START Given entries

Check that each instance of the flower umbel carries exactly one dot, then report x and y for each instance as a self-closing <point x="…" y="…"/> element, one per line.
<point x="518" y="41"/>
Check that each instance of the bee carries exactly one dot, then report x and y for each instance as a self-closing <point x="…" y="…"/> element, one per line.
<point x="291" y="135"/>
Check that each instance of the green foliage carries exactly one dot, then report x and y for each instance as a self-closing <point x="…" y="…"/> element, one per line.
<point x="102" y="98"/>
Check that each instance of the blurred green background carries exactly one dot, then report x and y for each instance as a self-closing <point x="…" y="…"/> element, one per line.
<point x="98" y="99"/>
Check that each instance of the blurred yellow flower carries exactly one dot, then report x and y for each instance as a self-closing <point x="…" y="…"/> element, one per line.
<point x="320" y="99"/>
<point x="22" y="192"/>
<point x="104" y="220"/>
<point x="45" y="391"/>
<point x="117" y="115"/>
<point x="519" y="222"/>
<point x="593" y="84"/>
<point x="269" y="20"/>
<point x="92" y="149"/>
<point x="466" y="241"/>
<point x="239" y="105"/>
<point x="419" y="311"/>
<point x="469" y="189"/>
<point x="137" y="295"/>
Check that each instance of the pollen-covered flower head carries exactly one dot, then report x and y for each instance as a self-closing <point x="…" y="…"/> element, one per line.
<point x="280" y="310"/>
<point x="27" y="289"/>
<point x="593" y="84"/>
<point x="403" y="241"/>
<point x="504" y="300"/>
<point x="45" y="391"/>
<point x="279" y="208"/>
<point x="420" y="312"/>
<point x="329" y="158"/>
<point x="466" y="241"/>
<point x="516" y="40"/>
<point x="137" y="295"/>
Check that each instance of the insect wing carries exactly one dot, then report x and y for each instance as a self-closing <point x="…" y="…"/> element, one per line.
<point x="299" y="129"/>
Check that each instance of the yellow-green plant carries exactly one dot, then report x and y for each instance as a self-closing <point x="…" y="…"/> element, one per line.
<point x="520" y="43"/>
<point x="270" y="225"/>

END Given entries

What the exercise asks —
Each entry above is to be copied out exactly.

Response below —
Check that each instance of the flower umbel carries exactly one dot, then report x and y for each instance as a self-closing <point x="…" y="…"/> element, one per line.
<point x="518" y="41"/>
Check that each instance of the bee carries exactly one dot, then report x and y for each instance as a self-closing <point x="…" y="…"/> element, one per line.
<point x="291" y="135"/>
Check that each instance of the green foliage carries exactly one dot, then report x and y for each instance as a self-closing <point x="…" y="…"/> element, one per line.
<point x="102" y="98"/>
Check that each instance of the blurred green background carries exactly one dot, then report x and y for each instance as a self-closing <point x="…" y="…"/> element, one per line.
<point x="98" y="99"/>
Check that each instance of the blurred yellow flower carries exactly one dot, then report x and y for each instance as a self-closing <point x="…" y="…"/> element, one per line.
<point x="320" y="99"/>
<point x="22" y="192"/>
<point x="104" y="220"/>
<point x="45" y="391"/>
<point x="117" y="115"/>
<point x="519" y="222"/>
<point x="593" y="84"/>
<point x="269" y="20"/>
<point x="92" y="149"/>
<point x="466" y="241"/>
<point x="239" y="105"/>
<point x="419" y="311"/>
<point x="469" y="189"/>
<point x="137" y="295"/>
Check that each instance of the pollen-covered flower head carries exactly one dot, then report x and y for each instance as a self-closing <point x="…" y="…"/> element, one per line.
<point x="280" y="310"/>
<point x="27" y="289"/>
<point x="593" y="84"/>
<point x="403" y="241"/>
<point x="504" y="300"/>
<point x="45" y="391"/>
<point x="279" y="208"/>
<point x="420" y="312"/>
<point x="329" y="158"/>
<point x="466" y="241"/>
<point x="516" y="40"/>
<point x="137" y="295"/>
Check that each instance of the insect wing carries exactly one dot, then report x and y for each instance as a self-closing <point x="…" y="…"/> element, one per line.
<point x="299" y="129"/>
Check that each instance of the yellow-green plant carries exactly one dot, then report x and y for each instance as a self-closing <point x="…" y="…"/> element, one per line.
<point x="520" y="43"/>
<point x="270" y="225"/>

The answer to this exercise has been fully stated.